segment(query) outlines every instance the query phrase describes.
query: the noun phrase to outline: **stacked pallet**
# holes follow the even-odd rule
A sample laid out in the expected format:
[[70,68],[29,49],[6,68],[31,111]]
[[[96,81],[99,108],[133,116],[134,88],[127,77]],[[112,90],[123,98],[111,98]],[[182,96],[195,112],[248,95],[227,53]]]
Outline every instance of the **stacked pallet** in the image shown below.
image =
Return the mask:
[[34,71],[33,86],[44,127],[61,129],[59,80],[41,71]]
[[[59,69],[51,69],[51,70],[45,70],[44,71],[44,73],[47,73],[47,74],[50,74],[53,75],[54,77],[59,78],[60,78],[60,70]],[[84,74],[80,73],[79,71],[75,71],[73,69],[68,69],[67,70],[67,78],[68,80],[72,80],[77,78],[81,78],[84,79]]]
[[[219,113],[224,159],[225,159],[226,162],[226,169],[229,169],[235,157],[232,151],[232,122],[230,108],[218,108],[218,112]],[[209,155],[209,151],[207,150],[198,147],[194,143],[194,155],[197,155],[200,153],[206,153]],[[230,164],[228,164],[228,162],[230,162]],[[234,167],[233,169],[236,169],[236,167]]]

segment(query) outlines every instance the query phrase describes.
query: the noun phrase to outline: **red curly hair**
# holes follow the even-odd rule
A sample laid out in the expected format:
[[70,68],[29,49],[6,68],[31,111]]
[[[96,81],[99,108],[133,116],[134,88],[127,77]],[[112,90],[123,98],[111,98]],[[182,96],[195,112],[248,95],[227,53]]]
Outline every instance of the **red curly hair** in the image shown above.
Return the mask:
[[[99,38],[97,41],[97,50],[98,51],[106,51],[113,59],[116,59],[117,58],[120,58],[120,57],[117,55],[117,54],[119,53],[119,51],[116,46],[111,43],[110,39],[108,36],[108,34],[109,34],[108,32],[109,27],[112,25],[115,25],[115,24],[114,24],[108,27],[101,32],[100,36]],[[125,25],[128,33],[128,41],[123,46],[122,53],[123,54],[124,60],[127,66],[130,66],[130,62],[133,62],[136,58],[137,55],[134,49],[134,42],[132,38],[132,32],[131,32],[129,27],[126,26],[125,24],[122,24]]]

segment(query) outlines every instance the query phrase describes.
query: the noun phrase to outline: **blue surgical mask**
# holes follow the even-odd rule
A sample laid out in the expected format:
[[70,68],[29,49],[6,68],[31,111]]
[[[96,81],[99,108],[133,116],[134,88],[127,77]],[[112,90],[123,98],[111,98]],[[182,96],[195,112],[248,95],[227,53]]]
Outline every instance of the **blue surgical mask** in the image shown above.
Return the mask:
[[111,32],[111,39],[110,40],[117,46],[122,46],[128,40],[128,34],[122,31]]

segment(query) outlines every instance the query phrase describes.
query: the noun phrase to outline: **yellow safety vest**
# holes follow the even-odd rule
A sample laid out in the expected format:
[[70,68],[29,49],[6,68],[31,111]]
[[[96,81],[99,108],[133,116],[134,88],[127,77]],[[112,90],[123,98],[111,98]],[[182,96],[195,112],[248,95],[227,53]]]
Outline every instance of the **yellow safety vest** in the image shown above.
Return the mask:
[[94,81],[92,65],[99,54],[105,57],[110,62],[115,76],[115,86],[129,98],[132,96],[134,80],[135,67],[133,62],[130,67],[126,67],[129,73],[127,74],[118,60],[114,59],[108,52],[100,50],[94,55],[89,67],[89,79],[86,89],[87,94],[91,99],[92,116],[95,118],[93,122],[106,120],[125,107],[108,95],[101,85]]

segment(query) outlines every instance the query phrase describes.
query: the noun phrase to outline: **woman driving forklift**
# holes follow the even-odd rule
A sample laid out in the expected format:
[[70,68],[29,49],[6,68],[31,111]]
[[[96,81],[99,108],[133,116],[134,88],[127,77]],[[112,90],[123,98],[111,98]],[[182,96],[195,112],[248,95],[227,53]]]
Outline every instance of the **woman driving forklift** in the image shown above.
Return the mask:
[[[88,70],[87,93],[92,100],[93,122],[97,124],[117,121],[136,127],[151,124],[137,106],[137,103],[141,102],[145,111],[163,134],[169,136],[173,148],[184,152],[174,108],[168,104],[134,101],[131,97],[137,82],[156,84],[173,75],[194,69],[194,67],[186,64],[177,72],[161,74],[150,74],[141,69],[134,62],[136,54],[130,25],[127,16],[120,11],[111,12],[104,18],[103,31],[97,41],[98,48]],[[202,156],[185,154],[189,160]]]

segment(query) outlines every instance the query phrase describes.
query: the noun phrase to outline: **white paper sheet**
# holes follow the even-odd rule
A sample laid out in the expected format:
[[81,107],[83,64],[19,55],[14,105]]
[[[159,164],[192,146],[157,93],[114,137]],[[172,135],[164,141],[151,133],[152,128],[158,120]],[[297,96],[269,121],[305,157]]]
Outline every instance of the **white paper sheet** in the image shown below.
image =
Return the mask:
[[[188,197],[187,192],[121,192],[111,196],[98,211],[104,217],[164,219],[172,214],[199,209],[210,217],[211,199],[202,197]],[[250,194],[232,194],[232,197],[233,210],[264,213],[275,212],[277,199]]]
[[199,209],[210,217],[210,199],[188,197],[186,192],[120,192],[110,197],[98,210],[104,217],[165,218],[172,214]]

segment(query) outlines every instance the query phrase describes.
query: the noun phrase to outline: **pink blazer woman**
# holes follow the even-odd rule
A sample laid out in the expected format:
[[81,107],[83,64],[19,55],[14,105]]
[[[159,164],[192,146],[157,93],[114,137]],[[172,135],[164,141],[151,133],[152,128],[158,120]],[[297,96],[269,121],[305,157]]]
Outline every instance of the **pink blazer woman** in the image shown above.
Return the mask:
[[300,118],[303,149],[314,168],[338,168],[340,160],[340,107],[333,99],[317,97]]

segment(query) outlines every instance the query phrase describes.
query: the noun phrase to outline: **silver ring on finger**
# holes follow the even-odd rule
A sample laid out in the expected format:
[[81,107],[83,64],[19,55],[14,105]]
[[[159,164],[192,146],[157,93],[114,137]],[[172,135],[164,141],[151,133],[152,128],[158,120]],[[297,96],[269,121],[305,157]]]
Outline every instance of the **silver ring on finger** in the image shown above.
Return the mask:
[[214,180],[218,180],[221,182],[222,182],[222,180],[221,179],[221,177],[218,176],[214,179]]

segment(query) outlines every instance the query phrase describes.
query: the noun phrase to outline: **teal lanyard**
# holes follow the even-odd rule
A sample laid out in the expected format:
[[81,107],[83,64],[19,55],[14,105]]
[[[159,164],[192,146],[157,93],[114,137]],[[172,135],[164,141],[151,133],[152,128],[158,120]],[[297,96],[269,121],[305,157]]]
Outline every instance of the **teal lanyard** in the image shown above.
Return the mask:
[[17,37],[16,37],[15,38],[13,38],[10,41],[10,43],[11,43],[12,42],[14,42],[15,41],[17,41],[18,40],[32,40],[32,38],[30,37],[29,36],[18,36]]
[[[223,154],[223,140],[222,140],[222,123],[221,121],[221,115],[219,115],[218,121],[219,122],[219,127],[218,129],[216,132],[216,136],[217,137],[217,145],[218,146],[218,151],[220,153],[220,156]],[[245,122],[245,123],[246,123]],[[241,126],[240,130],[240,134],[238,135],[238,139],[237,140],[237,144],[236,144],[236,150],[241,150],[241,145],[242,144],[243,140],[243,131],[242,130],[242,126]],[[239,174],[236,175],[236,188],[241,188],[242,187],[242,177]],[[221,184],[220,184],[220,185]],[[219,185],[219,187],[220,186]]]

Instruction: Rewrite the lines of every record with "even-odd rule" swapped for "nonzero winding rule", leaving everything else unchanged.

Written answer:
segment(query) outlines every instance the query phrase describes.
query: the noun phrase to outline: **stacked pallet**
# holes follow the nonzero winding rule
A sample laid out in the expected format:
[[70,68],[29,49],[6,68],[31,111]]
[[[96,81],[99,108],[133,116],[134,88],[127,77]],[[112,90],[123,98],[111,98]],[[182,96],[195,112],[248,95],[227,53]]]
Outline every instance of the **stacked pallet** in the image shown below.
image =
Return the mask:
[[34,71],[33,86],[44,127],[61,129],[59,80],[41,71]]
[[[59,69],[51,69],[51,70],[45,70],[44,71],[44,73],[47,73],[47,74],[50,74],[53,75],[54,77],[59,78],[60,78],[60,70]],[[84,74],[80,73],[79,71],[75,71],[73,69],[68,69],[67,70],[67,78],[68,80],[72,80],[77,78],[81,78],[84,79]]]
[[[219,113],[224,159],[225,159],[226,162],[226,169],[229,169],[235,157],[232,151],[232,122],[230,108],[218,108],[218,112]],[[209,155],[209,151],[207,150],[198,147],[194,143],[194,155],[197,155],[200,153],[206,153]],[[230,164],[228,164],[228,162],[230,162]],[[234,167],[233,169],[236,169],[236,167]]]

segment(query) outlines every instance the query phrase describes.
query: the noun phrase to outline: **red curly hair**
# holes follow the nonzero winding rule
A sample laid out in the expected format:
[[70,68],[29,49],[6,68],[31,111]]
[[[96,81],[99,108],[133,116],[134,88],[127,77]],[[112,90],[123,98],[111,98]],[[182,96],[195,112],[248,95],[227,53]]]
Outline every instance of the **red curly hair** in the image shown above.
Return the mask:
[[[99,38],[97,41],[97,50],[98,51],[106,51],[113,59],[116,59],[117,58],[120,58],[120,57],[117,55],[117,54],[119,53],[119,51],[116,46],[111,43],[110,39],[108,36],[108,34],[109,34],[108,32],[109,27],[112,25],[115,25],[115,24],[114,24],[108,27],[101,32],[100,36]],[[125,25],[128,33],[128,41],[123,46],[122,53],[123,54],[124,60],[127,66],[130,66],[130,62],[133,62],[136,58],[137,55],[134,49],[134,42],[132,38],[132,32],[131,32],[129,27],[126,26],[125,24],[122,24]]]

segment(query) outlines every instance the query phrase describes.
query: the noun phrase to outline: **blue surgical mask**
# holes follow the nonzero winding rule
A sample laid out in the expected format:
[[70,68],[29,49],[6,68],[31,111]]
[[[96,81],[99,108],[133,116],[134,88],[127,77]],[[112,90],[123,98],[111,98]],[[182,96],[195,112],[248,95],[227,53]]]
Outline every instance of the **blue surgical mask** in the image shown above.
Return the mask:
[[111,32],[111,39],[110,40],[117,46],[122,46],[128,40],[128,34],[122,31]]

segment(query) outlines every instance the query phrase describes.
query: the noun phrase to outline: **yellow safety vest**
# holes follow the nonzero winding rule
A sample laid out in the expected format:
[[70,68],[29,49],[6,68],[31,111]]
[[[96,81],[99,108],[133,116],[134,88],[127,77]],[[112,90],[123,98],[111,98]],[[182,96],[195,112],[248,95],[227,53]]]
Outline every instance of the **yellow safety vest** in the image shown above.
Return the mask:
[[94,81],[92,65],[99,54],[105,57],[110,62],[115,76],[115,86],[129,98],[132,96],[134,80],[135,67],[133,62],[130,67],[126,67],[129,73],[127,74],[118,60],[114,59],[108,52],[100,50],[94,55],[89,67],[89,79],[86,89],[87,94],[91,99],[92,116],[95,118],[93,122],[106,120],[125,107],[108,95],[101,85]]

segment(query) outlines every instance the query phrase describes.
query: the noun phrase to outline: **woman driving forklift**
# holes follow the nonzero winding rule
A sample laid out in the expected format:
[[70,68],[29,49],[6,68],[31,111]]
[[[96,81],[99,108],[133,116],[134,88],[127,77]],[[112,90],[123,98],[111,98]],[[182,96],[195,112],[248,95],[227,53]]]
Outline every instance of the **woman driving forklift** in the image shown above.
Return the mask:
[[[88,70],[87,93],[92,100],[93,122],[97,124],[117,121],[136,127],[151,124],[137,106],[137,103],[141,102],[145,111],[163,134],[169,136],[173,148],[184,152],[174,108],[168,104],[134,101],[131,97],[137,82],[156,84],[173,75],[194,69],[194,67],[186,64],[177,72],[161,74],[150,74],[141,69],[134,62],[136,54],[130,25],[127,16],[120,11],[111,12],[104,18],[103,31],[97,41],[98,48]],[[202,156],[185,154],[189,160]]]

segment(query) outlines every instance the query phrase describes.
query: the noun phrase to outline: **white paper sheet**
# holes follow the nonzero winding rule
A sample laid out in the expected format:
[[81,107],[83,64],[19,55],[14,105]]
[[[159,164],[192,146],[157,93],[114,137]],[[172,135],[164,141],[151,133],[152,128],[158,120]],[[297,96],[269,121],[305,157]]]
Outline every instance of the **white paper sheet** in the image shown below.
image =
Return the mask:
[[[188,197],[187,192],[121,192],[111,196],[98,211],[104,217],[164,219],[172,214],[199,209],[210,217],[211,199],[202,197]],[[250,194],[232,194],[232,197],[233,210],[264,213],[275,212],[277,199]]]
[[199,209],[210,217],[210,199],[188,197],[186,192],[120,192],[110,197],[98,210],[104,217],[165,218],[172,214]]

segment(query) outlines every instance the query phrase describes.
query: the noun phrase to outline: **pink blazer woman**
# holes follow the nonzero winding rule
A sample laid out in the expected format:
[[81,107],[83,64],[19,55],[14,105]]
[[[159,164],[192,146],[157,93],[114,137]],[[172,135],[164,141],[151,133],[152,128],[158,120]],[[297,96],[269,121],[305,157]]]
Outline every instance of the **pink blazer woman** in the image shown above.
Return the mask:
[[300,118],[303,149],[314,168],[338,168],[340,160],[340,107],[333,99],[317,97]]

segment(query) outlines every instance the query phrase describes.
query: the noun phrase to outline: **silver ring on finger**
# holes follow the nonzero winding rule
A sample laid out in the expected format:
[[81,107],[83,64],[19,55],[14,105]]
[[[159,164],[192,146],[157,93],[114,137]],[[172,135],[164,141],[151,133],[152,128],[158,120]],[[297,96],[269,121],[305,157]]]
Outline every instance of the **silver ring on finger** in the image shown above.
Return the mask:
[[214,180],[218,180],[221,182],[222,182],[222,180],[221,179],[221,177],[218,176],[214,179]]

segment(query) outlines every instance the query phrase describes.
query: the noun phrase to outline: **teal lanyard**
# holes follow the nonzero winding rule
A sample laid out in the expected format:
[[81,107],[83,64],[19,55],[14,105]]
[[[159,164],[192,146],[157,93],[114,137]],[[172,135],[164,141],[151,133],[152,128],[158,120]],[[297,96],[269,121],[305,157]]]
Outline every instance of the **teal lanyard** in the image shown above.
Return the mask:
[[17,37],[16,37],[15,38],[13,38],[10,41],[10,43],[11,43],[12,42],[14,42],[15,41],[17,41],[18,40],[32,40],[32,38],[30,37],[29,36],[18,36]]
[[[223,154],[223,140],[222,140],[222,123],[221,121],[221,115],[219,115],[218,121],[219,122],[219,127],[218,129],[216,132],[216,136],[217,137],[217,145],[218,146],[218,151],[220,153],[220,156]],[[245,122],[245,123],[246,123]],[[241,126],[240,130],[240,134],[238,135],[238,139],[237,140],[237,144],[236,144],[236,150],[241,150],[241,145],[242,144],[243,140],[243,131],[242,130],[242,126]],[[239,174],[236,175],[236,188],[241,188],[242,187],[242,177]],[[221,184],[220,184],[220,185]],[[219,185],[219,187],[220,186]]]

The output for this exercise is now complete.